Starting at the first line of the data, print each line verbatim up to and including the line bearing "Point to the plaid", omitting pictures.

[Start of section]

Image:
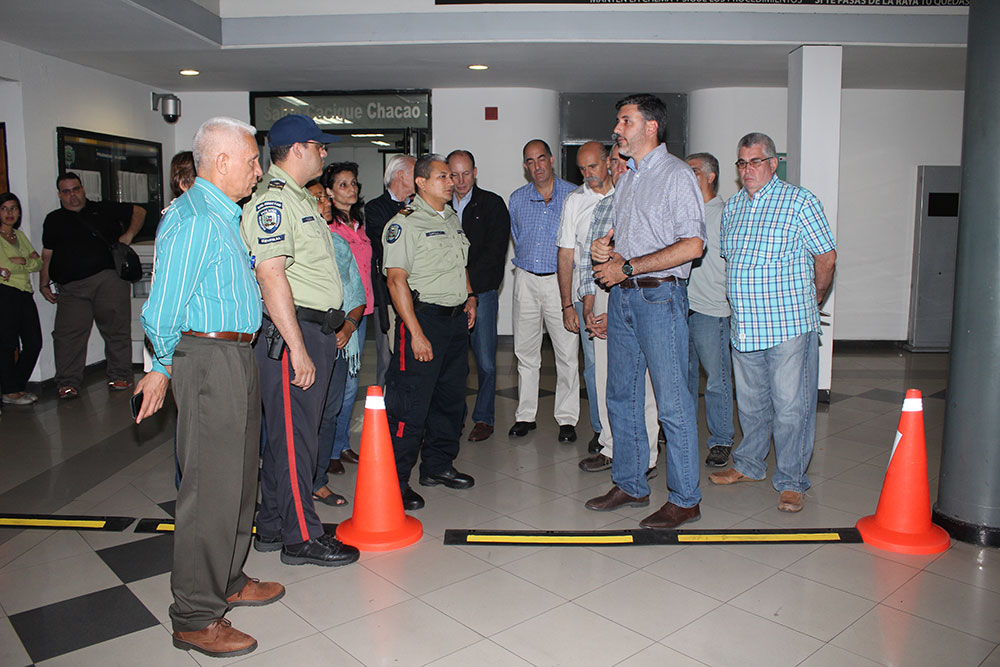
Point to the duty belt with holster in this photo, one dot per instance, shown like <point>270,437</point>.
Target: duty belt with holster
<point>329,321</point>
<point>446,311</point>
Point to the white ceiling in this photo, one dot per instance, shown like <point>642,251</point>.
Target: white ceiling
<point>149,41</point>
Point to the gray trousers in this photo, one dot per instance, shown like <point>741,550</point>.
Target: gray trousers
<point>102,298</point>
<point>217,391</point>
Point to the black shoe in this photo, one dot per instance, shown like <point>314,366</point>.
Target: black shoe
<point>324,550</point>
<point>450,478</point>
<point>520,429</point>
<point>718,456</point>
<point>263,543</point>
<point>412,500</point>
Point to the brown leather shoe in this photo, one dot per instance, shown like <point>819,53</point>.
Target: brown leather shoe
<point>670,516</point>
<point>480,432</point>
<point>730,476</point>
<point>219,640</point>
<point>614,499</point>
<point>790,501</point>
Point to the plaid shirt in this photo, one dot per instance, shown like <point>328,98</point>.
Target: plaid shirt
<point>602,220</point>
<point>769,243</point>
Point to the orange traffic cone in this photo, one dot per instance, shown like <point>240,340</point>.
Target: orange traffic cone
<point>378,523</point>
<point>902,521</point>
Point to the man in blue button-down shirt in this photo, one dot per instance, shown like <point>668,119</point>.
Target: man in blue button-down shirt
<point>535,209</point>
<point>201,317</point>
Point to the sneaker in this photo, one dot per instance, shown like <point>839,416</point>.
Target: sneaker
<point>718,456</point>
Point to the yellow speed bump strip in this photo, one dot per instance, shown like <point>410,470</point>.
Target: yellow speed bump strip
<point>113,524</point>
<point>645,537</point>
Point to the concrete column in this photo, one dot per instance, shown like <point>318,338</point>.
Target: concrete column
<point>968,503</point>
<point>814,76</point>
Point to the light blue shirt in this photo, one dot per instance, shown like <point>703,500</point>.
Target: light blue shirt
<point>769,243</point>
<point>534,226</point>
<point>202,280</point>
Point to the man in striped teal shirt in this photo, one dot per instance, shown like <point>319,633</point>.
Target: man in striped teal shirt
<point>201,317</point>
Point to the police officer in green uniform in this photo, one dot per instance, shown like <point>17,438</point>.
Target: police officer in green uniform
<point>425,253</point>
<point>295,264</point>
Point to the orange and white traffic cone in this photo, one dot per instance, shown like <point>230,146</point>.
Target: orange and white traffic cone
<point>378,522</point>
<point>902,521</point>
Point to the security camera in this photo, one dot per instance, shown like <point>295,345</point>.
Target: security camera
<point>171,110</point>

[End of section]

**SOLUTION TO THIS TASK**
Image:
Point to the duty belt with holster in this photo, one dot per instance, shown like <point>270,437</point>.
Target: duty belt with holster
<point>329,321</point>
<point>446,311</point>
Point to the white ceiling in this photo, one dot per instance, shown like <point>642,251</point>.
Target: white ceiling
<point>149,41</point>
Point to the gray trousers in this photo, one dot per instance, shown like <point>741,550</point>.
Target: gray trousers
<point>102,298</point>
<point>217,391</point>
Point to the black shoe in this photo, one dot per instance, shown like <point>314,366</point>.
Target: black shoe
<point>324,550</point>
<point>450,478</point>
<point>520,429</point>
<point>718,456</point>
<point>263,543</point>
<point>412,500</point>
Point to the brown leather shoe in this photo, one dot per instance, shown like <point>819,53</point>.
Target: brown leather shoe
<point>670,516</point>
<point>480,432</point>
<point>730,476</point>
<point>219,640</point>
<point>614,499</point>
<point>790,501</point>
Point to the plaid shirt in this photo, one dot per instance, shown like <point>328,98</point>.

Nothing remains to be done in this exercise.